[Coordinate labeling data]
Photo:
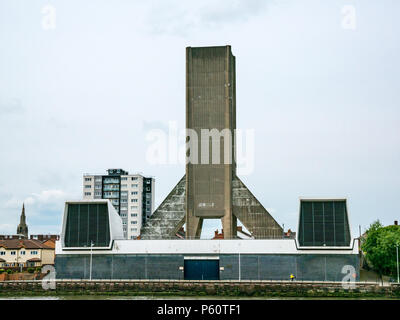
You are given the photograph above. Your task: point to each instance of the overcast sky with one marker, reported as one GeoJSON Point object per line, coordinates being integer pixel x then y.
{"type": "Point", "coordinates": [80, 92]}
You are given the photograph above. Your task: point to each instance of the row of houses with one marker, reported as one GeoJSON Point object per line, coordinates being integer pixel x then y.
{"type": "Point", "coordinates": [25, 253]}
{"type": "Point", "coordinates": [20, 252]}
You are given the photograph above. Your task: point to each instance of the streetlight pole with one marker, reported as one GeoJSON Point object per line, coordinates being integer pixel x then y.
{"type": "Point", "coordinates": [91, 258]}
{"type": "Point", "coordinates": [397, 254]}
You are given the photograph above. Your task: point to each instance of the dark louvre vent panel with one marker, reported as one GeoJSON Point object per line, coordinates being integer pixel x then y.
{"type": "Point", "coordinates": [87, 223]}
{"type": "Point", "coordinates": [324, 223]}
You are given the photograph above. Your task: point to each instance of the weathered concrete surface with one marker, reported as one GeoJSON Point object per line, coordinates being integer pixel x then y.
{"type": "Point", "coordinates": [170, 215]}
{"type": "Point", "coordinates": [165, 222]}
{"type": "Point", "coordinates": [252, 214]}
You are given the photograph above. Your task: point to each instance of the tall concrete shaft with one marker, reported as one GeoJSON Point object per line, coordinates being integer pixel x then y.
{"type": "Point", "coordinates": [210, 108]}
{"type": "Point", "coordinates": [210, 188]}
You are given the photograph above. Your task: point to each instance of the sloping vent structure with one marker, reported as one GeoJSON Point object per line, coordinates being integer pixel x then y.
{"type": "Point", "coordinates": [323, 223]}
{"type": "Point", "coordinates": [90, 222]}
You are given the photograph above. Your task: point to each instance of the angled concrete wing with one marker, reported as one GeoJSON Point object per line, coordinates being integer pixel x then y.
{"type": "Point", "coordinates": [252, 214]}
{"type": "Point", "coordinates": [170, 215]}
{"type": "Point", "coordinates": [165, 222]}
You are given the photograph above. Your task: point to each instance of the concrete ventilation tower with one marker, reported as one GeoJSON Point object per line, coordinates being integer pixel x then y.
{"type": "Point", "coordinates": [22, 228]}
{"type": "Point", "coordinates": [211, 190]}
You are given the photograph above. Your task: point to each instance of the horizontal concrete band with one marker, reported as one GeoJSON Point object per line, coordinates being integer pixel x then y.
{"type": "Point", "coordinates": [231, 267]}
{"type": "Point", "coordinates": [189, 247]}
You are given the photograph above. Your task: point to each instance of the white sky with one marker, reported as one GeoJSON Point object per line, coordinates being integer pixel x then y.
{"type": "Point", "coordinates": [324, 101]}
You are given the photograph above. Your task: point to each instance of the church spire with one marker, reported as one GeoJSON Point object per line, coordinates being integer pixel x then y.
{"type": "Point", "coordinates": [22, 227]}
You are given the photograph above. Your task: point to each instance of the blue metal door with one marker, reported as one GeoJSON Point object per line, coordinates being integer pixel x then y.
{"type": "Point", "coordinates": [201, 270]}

---

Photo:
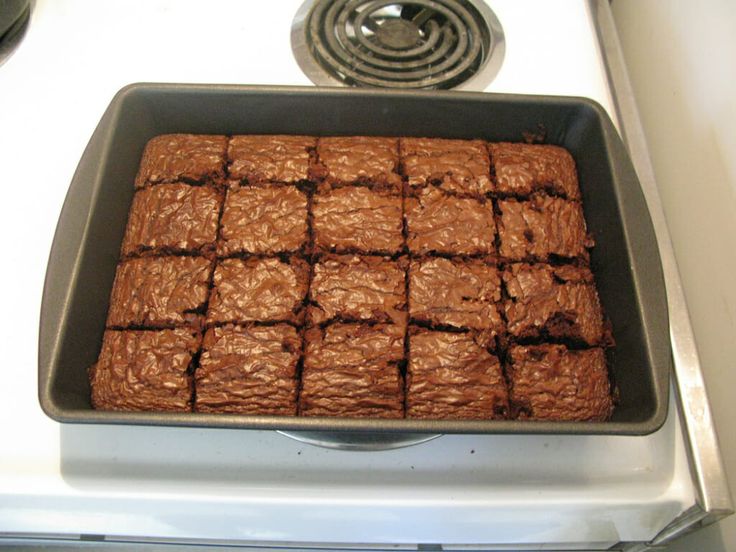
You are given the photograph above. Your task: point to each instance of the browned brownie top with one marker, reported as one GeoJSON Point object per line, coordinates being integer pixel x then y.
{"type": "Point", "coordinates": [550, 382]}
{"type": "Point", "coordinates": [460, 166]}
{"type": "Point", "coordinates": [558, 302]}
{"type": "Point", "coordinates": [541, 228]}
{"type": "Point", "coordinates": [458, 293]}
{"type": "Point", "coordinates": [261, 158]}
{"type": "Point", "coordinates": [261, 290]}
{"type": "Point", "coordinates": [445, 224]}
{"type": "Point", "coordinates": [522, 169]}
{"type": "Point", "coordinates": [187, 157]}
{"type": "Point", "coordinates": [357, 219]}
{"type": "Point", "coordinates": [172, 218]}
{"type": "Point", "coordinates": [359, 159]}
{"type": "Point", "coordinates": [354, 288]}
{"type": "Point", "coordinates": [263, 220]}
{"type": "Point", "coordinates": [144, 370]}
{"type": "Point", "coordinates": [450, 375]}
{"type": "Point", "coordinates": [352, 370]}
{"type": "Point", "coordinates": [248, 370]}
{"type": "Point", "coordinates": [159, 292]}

◆ What is being asked
Gather every line of the records above that contains the word "concrete" and copy each one in full. Treat uppercase and lowercase as distinct.

◆ Task output
You are given the photograph above. Your task: point to each instance of the weathered concrete surface with one marker, reported as one GeoJSON Point object per line, coordinates being integer pixel x then y.
You are given the photograph above. Your task: point to each instance of the tall concrete shaft with one marker, reported as one GeoJSON Point object per line, coordinates being integer pixel x then y.
You are given the photograph above. Your task: point to each instance of the angled concrete wing with one marker, reported as one GeoJSON Point object per line, coordinates being integer pixel x then y.
You are given the photograph above. Your task: point to each instance of the concrete ventilation tower with one marker, reported as one GeoJSON Point object per line, coordinates being integer pixel x then y.
You are given the photograph above. Your task: point to each instance of the horizontal concrete band with one marker, reported as one GeoJSON Point object per line, coordinates being integer pixel x then y.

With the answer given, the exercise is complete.